Count how many lines of the records below contain the word "every". Give only that number.

(Entries taken from a collection)
____
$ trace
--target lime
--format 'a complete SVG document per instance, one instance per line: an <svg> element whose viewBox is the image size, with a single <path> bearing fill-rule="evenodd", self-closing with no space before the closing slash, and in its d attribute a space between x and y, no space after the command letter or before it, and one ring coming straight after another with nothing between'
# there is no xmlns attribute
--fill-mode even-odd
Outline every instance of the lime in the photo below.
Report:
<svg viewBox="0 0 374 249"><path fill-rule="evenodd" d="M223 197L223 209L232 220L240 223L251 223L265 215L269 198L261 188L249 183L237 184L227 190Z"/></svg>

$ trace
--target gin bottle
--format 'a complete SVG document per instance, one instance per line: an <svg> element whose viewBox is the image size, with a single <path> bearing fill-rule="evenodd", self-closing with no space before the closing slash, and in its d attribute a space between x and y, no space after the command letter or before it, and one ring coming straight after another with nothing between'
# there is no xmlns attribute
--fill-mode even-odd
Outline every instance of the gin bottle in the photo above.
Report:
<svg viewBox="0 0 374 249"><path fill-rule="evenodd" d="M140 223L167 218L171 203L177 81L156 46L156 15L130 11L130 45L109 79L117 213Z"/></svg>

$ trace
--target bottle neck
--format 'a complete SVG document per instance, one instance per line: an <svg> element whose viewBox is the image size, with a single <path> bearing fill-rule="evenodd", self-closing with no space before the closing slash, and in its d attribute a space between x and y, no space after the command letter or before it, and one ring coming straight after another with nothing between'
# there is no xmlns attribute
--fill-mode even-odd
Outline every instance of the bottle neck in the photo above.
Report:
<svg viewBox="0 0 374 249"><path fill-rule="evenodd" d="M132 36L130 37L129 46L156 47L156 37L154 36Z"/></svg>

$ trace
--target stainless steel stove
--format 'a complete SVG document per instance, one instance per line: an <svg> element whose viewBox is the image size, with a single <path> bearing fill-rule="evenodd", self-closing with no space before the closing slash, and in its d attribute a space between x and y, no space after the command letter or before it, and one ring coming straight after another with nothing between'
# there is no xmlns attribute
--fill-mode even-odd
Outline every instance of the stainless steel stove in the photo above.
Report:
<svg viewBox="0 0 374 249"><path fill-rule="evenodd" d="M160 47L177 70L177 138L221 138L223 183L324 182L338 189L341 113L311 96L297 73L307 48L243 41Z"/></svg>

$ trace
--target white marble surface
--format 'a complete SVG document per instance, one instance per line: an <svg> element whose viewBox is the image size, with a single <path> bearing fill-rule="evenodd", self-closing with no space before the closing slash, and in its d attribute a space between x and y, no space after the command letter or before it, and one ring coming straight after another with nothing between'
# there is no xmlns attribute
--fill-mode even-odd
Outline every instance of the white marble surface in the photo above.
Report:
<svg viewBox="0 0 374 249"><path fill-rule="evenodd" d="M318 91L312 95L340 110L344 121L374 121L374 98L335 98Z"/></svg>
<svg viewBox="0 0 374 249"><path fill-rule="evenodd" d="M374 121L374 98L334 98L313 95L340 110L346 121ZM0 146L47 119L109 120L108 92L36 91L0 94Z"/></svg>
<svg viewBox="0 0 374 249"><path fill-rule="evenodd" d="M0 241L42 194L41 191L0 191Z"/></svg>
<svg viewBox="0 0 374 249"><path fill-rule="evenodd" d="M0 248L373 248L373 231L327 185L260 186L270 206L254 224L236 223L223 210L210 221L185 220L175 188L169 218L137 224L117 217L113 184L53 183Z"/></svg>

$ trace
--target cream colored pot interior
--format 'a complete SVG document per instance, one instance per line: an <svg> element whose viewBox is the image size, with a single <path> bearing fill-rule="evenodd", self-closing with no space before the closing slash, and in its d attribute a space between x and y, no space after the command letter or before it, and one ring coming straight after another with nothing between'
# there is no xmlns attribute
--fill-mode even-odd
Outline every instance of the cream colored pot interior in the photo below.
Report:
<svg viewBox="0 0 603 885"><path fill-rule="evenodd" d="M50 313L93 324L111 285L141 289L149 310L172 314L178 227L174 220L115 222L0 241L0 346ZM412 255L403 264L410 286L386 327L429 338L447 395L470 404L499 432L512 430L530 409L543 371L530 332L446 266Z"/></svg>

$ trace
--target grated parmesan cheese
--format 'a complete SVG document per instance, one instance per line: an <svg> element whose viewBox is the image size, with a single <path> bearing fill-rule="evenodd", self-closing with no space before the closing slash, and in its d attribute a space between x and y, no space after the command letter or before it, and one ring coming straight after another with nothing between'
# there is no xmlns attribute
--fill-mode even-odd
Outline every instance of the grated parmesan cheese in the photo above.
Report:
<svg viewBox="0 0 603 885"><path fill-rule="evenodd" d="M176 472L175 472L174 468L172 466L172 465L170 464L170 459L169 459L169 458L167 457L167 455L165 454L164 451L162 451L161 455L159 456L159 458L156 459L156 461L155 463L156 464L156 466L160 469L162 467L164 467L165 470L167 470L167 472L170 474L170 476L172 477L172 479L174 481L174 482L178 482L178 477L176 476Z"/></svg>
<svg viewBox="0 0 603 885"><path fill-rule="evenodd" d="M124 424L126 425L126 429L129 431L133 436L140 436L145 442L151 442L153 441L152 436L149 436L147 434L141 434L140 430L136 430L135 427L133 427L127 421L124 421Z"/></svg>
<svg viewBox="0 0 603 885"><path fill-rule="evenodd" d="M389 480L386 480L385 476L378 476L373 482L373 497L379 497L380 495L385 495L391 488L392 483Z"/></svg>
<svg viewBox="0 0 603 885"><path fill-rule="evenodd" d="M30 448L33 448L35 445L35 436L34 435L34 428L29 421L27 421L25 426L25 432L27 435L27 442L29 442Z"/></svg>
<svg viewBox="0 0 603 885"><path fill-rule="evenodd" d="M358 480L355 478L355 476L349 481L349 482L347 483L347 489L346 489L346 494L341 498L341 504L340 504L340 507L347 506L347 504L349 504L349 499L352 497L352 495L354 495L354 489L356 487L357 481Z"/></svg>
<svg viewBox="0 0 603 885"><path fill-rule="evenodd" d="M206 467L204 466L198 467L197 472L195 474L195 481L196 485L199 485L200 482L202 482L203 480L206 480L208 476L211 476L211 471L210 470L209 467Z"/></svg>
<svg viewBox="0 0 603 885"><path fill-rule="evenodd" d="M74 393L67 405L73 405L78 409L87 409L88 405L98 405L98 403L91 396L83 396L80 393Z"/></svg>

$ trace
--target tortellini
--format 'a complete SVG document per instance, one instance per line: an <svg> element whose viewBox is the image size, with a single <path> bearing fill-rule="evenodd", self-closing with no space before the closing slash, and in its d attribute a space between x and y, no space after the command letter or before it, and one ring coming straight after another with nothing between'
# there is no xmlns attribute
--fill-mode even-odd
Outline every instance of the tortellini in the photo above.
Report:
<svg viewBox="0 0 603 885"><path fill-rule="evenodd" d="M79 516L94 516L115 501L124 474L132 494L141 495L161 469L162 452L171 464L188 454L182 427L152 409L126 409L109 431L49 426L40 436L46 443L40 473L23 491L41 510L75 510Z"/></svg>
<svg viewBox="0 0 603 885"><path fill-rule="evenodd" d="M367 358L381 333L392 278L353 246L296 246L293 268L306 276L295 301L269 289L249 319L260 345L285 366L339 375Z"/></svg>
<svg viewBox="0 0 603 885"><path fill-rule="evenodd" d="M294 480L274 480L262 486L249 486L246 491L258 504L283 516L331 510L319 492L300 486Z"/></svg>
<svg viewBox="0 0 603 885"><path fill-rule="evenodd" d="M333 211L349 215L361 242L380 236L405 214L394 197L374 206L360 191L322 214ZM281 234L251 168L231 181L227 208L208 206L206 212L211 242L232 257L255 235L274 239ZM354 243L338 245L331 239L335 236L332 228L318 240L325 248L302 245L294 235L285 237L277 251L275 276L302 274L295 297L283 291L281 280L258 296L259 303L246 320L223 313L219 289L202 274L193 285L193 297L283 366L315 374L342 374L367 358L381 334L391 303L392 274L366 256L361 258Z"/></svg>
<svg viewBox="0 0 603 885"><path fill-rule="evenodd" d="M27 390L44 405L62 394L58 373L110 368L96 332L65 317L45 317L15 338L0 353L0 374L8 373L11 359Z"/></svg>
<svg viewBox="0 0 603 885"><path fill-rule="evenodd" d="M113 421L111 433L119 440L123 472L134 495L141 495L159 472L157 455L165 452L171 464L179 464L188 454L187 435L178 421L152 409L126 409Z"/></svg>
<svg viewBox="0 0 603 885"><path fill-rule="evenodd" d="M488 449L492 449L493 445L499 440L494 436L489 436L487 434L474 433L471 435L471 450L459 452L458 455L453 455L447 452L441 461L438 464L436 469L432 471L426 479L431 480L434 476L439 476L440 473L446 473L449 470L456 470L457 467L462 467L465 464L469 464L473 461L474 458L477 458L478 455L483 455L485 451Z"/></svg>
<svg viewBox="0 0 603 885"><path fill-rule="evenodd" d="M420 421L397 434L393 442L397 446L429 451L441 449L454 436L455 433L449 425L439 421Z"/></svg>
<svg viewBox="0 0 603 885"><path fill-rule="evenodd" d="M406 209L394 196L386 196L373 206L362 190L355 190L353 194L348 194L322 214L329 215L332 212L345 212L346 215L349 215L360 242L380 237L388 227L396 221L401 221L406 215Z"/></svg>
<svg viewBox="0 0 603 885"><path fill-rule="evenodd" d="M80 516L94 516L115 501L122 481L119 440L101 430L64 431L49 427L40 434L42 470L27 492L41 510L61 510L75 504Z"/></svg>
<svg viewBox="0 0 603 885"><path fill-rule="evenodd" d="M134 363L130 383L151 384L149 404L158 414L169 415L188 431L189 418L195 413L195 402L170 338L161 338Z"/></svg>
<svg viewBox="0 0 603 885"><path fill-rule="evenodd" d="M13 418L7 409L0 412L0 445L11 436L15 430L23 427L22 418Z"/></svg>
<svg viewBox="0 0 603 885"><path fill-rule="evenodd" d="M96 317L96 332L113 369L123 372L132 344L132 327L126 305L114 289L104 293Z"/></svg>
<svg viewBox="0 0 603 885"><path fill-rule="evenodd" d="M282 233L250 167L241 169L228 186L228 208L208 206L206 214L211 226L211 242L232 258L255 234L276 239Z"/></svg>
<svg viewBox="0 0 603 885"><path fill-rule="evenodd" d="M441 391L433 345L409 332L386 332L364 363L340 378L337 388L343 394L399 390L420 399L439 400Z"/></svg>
____
#### Reply
8